Goal A: Reproduce the section of the CHUD tool mailing list post between "First, put Shikari" and "dL3 cache misses.", inclusive, without changing a word.

This is the mail archive of the
gcc@gcc.gnu.org
mailing list for the GCC project.
CHUD tool [Was: Faster compilation speed: cache behavior]
- From: "Timothy J. Wood" <tjw at omnigroup dot com>
- To: Matt Austern <austern at apple dot com>
- Cc: gcc at gcc dot gnu dot org
- Date: Tue, 20 Aug 2002 23:29:16 -0700
- Subject: CHUD tool [Was: Faster compilation speed: cache behavior]
On Tuesday, August 20, 2002, at 02:25 PM, Matt Austern wrote:
FYI, here are the results of a fairly crude test that I did
using one of the Apple performance tools.
I've written a little library that can be used to help gather this
sort of information with CHUD (which is what Matt is using).
http://www.omnigroup.com/~bungi/CHUDChassis-20020820.tar.gz
This project has a dylib target in it that has module load/unload
routines that invoke the CHUD remote client API to start the CHUD
sampling as soon as the app starts and shut it down when the app is
about to exit. It isn't perfect (the disconnect call seems to hang if
the server quit listening to you due to it filling its sample buffer).
Hopefully you'll find it of use.
First, put Shikari into remote listening mode (shift-cmd-r, under the
main app menu), then do something like:
OAKeepAllocationStatistics=1
DYLD_INSERT_LIBRARIES=/Users/Shared/bungi/Build/libCHUDChassis.dylib
./cc1 -quiet reload1.i
(The 'OAKeepAllocationStatistics' goo is a hack to cause
CoreFoundation to do a symbol lookup that provokes the module load
routine in the library -- a wrapper script would be easy to write here).
I'm not sure what settings Matt was using, so the numbers below may
not be something that can be compared against his numbers. I
configured Shikari to the preset "Data Cache Misses (7450)" which
increments a counter every 1000 dL3 cache misses.
(For those that haven't used CHUD, the toolkit will measure
performance across the entire system, hence the entries for the system
library and mach_kernel -- the later presumably being zero-fill page
faults). Not sure what the __floatdidf is...
I'm running this on a 2x800 Quicksilver w/1.5GB, from the head of the
mainline as of a couple hours ago.

Given information:
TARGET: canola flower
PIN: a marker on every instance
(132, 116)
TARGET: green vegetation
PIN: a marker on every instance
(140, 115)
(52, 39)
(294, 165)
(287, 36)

Goal B: Duplicate every one of the entries above, line for line, with no changes.

Final answer A:
First, put Shikari into remote listening mode (shift-cmd-r, under the
main app menu), then do something like:
OAKeepAllocationStatistics=1
DYLD_INSERT_LIBRARIES=/Users/Shared/bungi/Build/libCHUDChassis.dylib
./cc1 -quiet reload1.i
(The 'OAKeepAllocationStatistics' goo is a hack to cause
CoreFoundation to do a symbol lookup that provokes the module load
routine in the library -- a wrapper script would be easy to write here).
I'm not sure what settings Matt was using, so the numbers below may
not be something that can be compared against his numbers. I
configured Shikari to the preset "Data Cache Misses (7450)" which
increments a counter every 1000 dL3 cache misses.

Final answer B:
TARGET: canola flower
PIN: a marker on every instance
(132, 116)
TARGET: green vegetation
PIN: a marker on every instance
(140, 115)
(52, 39)
(294, 165)
(287, 36)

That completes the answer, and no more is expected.